**Problems to work on**
(1) From the road trip post, write out the passage starting at "Tuesday we made" and ending at "10 cent coffee!".
(2) Rewrite the paragraph of the road trip post that begins "Stopped that night in Fort Nelson" as a short bulleted list that keeps its main facts.

##### Exercise text

Another One off the Bucket List!
Monday 5/2 we headed to MN to see Rollie's sisters and take the dogs to our hometown vet for their health certificates. Interesting that Canada only requires proof of current rabies vaccination but AK requires a health certificate stating that all immunizations are up-to-date and the animals are healthy, within 30 days of entering the state.
Tuesday we made it to Wall, SD, even though there were strong headwinds that really cut the gas mileage. Had breakfast at Wall Drug on Wednesday morning before hitting the road, just for fun. They still have free water and 10 cent coffee!
Arrived in Sheridan, WY, and found the KOA RV Park where we met our fellow traveler, Bob. He has made the trip several times and prefers not to travel alone. We have not done this trip before so it was nice to have company. We met online at RVillage.com which I describe as FaceBook for RVers. Saw pronghorn antelope and our first peek at the Rockies.
We all wanted to see Glacier National Park so traveled to Shelby, MT, near the Canadian border and an hour east of Glacier, for 2 nights. The next day we went to Glacier and although the road was not open all the way through the park, it was worth the visit.
The next morning we crossed into Canada without incident and found a really nice RV park in Cochrane, AB. just west of Calgary. it was right on the Bow River (thus it's name of Bow Riverside RV Campground) and there was a dog park and hiking trails all along the river bank. Rollie and I also discovered the community center next door included 3 sheets of ice where we learned the game of Ringette. But the best was that this location was about an hour from Banff National Park and Lake Louise which we visited the next day. There was still some ice on Lake Louise but it was a beautiful blue, and quite the tourist destination. On the way we saw 3 elk, clouds, rain, a little snow and beautiful mountain scenery.
|Mother's Day at Lake Louise|
Stopped that night in Fort Nelson, BC, at a fun little park with a bar/restaurant on site so we ate out for only the second time since entering Canada. Most days we packed our lunch in the morning and ate on the road, then I usually cooked supper. There was a burning ban for all of western Canada so campfires were not allowed. We did cross a small area that had burned a few days earlier and we could smell the smoke. We were not near the big fire that ravaged Fort McMurray.
We saw signs warning us of wildlife on the highway but did not see many animals. We saw 2 foxes, 3 black bears, 1 brown bear (grizzly), 1 moose in the distance, stone sheep (similar to bighorn sheep), elk, caribou and bison. There were also "wild" horses in one area and we saw a small herd. I was disappointed we didn't see more moose and that I didn't get more pictures but...
We did see Lake Muncho the next day which was even more beautiful blue than Lake Louise and smooth as glass. We were climbing into the mountains but the roads were good and the going was not difficult.
On to Watson Lake, Yukon Territory, that day where we visited the famous Signpost Forest which is part of the history of the Alaska Highway. It was started by a homesick GI working on the highway in 1942 and he put up a sign pointing toward his hometown with the mileage and others followed suit. It has snowballed to over 100,000 signs and license plates from around the world.

##########
##### Data for review

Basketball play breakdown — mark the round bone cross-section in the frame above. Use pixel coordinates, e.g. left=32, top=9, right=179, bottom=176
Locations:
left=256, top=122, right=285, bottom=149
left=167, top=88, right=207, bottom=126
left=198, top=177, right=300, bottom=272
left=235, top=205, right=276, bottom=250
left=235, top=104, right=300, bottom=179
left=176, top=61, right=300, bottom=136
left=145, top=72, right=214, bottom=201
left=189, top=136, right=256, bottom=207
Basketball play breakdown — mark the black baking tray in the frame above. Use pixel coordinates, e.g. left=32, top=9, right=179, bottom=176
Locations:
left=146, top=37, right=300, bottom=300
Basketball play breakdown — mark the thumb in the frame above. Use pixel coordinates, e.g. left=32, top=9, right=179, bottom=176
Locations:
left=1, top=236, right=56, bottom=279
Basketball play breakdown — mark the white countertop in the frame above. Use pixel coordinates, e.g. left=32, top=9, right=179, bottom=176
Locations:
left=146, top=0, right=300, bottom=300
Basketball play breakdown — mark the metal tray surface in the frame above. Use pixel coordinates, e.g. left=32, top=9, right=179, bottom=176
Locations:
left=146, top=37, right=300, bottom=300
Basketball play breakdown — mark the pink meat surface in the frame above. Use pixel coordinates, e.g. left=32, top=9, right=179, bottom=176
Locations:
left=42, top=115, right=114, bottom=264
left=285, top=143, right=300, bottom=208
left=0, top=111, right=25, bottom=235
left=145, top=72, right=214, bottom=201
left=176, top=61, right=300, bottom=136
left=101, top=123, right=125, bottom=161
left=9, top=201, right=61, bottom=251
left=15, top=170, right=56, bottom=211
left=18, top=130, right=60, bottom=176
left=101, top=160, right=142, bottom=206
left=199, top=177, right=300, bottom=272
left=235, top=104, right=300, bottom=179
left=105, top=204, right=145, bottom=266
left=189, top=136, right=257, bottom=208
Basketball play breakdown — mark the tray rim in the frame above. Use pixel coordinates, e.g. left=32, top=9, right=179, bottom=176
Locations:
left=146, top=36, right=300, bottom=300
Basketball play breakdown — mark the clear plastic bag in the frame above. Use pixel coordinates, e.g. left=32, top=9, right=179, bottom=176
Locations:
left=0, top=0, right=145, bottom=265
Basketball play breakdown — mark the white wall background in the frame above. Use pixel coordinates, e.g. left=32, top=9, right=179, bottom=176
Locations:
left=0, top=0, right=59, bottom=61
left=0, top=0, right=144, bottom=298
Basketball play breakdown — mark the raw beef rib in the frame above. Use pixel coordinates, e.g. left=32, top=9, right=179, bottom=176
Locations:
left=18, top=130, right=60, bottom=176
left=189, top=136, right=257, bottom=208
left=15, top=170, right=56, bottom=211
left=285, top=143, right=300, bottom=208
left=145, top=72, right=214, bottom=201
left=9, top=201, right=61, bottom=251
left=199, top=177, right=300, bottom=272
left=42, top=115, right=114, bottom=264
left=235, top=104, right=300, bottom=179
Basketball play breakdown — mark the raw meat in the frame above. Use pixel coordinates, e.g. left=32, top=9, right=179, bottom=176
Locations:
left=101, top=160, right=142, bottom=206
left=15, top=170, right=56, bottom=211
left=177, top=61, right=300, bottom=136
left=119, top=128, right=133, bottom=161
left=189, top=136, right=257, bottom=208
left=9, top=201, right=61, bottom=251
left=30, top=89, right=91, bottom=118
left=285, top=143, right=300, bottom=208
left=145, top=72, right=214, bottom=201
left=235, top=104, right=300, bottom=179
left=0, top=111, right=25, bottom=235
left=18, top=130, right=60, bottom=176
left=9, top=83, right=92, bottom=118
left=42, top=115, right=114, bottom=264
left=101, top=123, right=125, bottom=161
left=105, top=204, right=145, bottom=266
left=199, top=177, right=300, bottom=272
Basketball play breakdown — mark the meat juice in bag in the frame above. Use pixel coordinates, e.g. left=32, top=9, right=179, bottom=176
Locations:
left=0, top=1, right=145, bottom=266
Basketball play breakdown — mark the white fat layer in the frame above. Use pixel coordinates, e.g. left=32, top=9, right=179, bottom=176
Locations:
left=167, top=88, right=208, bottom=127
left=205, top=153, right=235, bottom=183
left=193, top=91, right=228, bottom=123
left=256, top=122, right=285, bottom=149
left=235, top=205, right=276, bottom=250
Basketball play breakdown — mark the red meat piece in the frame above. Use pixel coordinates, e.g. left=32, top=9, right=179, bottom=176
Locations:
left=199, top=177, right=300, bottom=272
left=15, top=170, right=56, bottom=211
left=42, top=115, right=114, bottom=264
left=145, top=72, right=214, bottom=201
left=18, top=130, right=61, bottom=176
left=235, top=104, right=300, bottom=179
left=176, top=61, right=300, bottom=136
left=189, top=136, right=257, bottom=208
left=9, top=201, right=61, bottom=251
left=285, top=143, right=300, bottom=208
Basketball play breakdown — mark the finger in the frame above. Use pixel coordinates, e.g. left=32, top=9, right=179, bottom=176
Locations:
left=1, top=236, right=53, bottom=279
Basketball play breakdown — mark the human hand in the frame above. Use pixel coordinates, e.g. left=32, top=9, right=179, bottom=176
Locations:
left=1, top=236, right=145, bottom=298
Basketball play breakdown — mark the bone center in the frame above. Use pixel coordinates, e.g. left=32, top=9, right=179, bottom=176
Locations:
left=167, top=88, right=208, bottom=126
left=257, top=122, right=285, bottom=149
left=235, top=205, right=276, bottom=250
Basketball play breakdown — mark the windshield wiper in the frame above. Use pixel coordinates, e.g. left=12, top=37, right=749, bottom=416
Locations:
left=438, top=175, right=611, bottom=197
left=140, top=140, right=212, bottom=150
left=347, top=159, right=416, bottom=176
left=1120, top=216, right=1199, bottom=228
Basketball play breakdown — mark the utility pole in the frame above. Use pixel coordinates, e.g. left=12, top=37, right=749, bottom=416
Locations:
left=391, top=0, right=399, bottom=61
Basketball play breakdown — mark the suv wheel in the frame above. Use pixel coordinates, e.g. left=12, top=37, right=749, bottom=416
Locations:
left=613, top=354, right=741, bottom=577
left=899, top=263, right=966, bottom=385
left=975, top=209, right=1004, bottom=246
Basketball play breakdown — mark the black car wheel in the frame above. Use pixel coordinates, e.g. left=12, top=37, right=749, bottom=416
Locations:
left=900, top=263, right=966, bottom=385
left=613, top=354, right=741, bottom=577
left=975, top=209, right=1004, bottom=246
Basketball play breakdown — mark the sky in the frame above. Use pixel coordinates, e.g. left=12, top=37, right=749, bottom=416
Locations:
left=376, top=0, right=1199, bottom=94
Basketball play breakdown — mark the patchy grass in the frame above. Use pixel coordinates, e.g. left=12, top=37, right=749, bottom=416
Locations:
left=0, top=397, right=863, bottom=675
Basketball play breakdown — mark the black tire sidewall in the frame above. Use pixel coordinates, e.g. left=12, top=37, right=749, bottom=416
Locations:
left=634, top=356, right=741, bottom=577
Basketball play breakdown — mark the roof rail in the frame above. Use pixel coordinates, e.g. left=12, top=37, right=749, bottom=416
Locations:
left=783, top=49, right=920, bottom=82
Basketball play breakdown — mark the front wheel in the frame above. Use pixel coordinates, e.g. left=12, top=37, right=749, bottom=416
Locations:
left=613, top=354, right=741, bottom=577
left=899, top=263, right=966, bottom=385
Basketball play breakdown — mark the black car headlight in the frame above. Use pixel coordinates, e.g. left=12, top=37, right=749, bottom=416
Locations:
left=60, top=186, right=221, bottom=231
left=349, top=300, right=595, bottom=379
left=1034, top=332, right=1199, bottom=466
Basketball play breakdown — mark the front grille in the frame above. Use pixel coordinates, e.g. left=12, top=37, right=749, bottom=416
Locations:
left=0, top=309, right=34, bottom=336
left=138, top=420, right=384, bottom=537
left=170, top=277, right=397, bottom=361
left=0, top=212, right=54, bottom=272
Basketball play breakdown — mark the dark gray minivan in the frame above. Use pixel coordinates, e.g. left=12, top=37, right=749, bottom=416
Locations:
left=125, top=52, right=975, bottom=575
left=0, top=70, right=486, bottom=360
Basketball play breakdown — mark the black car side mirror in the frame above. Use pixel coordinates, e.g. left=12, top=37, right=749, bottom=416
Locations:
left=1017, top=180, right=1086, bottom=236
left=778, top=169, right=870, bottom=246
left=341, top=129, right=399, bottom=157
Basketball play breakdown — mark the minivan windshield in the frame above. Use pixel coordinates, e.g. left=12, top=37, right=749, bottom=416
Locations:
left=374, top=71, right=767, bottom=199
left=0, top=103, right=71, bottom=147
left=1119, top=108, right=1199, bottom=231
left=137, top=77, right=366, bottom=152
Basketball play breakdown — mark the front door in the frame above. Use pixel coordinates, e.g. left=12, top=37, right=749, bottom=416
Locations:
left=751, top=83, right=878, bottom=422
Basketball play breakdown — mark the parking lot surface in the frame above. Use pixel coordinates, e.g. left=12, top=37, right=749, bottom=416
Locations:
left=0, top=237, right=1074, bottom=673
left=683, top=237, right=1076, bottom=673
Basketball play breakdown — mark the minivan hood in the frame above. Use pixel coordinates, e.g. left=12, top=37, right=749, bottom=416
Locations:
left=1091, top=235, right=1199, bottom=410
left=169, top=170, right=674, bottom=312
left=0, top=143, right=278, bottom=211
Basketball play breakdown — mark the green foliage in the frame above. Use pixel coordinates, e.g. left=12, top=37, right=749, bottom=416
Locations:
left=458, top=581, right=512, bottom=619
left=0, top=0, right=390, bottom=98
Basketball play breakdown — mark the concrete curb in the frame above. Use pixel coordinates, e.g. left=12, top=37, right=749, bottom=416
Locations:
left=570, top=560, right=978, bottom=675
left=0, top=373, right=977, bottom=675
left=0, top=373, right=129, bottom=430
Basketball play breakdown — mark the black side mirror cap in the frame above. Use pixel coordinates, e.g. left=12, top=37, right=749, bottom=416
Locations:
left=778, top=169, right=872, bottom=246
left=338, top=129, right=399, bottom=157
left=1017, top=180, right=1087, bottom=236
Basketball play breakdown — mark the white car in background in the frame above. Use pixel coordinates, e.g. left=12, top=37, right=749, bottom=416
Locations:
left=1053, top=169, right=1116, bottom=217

##########

**Answers to each task**
(1)
Tuesday we made it to Wall, SD, even though there were strong headwinds that really cut the gas mileage. Had breakfast at Wall Drug on Wednesday morning before hitting the road, just for fun. They still have free water and 10 cent coffee!

(2)
- Stopped for the night in Fort Nelson, BC, at a small park with a bar/restaurant on site.
- Ate out there, only the second time since entering Canada.
- Most days packed lunch in the morning to eat on the road, and supper was usually cooked.
- A burning ban across western Canada meant no campfires.
- Crossed a small area that had burned a few days earlier and could smell the smoke.
- Were not near the big fire that ravaged Fort McMurray.